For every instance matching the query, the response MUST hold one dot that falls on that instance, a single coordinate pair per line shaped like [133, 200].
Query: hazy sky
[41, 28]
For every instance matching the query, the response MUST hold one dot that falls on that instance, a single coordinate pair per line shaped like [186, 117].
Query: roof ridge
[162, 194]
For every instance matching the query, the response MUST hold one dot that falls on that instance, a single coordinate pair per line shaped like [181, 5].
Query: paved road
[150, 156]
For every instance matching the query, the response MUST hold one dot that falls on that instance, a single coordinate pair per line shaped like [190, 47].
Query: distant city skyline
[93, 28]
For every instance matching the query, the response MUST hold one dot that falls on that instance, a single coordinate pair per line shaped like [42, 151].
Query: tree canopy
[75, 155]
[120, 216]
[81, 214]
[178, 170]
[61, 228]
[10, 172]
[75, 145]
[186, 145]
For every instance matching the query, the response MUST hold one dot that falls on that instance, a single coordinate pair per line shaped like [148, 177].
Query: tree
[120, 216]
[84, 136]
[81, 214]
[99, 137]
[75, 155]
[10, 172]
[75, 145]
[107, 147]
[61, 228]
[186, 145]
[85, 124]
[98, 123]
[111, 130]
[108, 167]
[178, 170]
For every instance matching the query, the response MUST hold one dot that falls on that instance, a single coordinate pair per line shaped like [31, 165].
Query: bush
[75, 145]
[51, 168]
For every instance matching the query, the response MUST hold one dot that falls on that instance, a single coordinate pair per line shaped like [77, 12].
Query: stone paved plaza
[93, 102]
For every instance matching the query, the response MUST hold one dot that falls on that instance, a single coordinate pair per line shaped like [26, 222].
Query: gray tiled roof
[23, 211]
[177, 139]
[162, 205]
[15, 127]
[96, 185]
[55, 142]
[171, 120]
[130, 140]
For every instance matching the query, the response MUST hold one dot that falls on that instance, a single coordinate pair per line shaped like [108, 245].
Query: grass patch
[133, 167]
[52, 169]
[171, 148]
◇ ◇ ◇ ◇ ◇ ◇ ◇
**WHAT THE TASK REQUIRES**
Rewrite the lines above as a numbered list, from the line containing "like [31, 165]." through the final line of the items, counting both ends and omitting any blank lines.

**RESPONSE**
1. For every instance matching the query, the response MUST hold one dot that falls on that instance, a single coordinate pair per line shaped like [31, 165].
2. Query: bush
3. [75, 145]
4. [51, 168]
5. For every instance matching the query, the response MUST hold one dot that falls on that instance, a single coordinate pair per line shaped like [77, 12].
6. Query: stone paved plaza
7. [93, 102]
8. For every instance matching the query, the response MUST hold one dot that falls on that instance, a single coordinate pair per line shaped like [26, 222].
9. Query: gray tiled roof
10. [23, 211]
11. [177, 139]
12. [162, 205]
13. [15, 127]
14. [96, 185]
15. [55, 142]
16. [171, 120]
17. [130, 140]
18. For every instance matching the query, the response MUST hold one dot that falls on that instance, a single coordinate pair per line shaped like [108, 245].
19. Query: grass patch
20. [133, 167]
21. [52, 169]
22. [171, 148]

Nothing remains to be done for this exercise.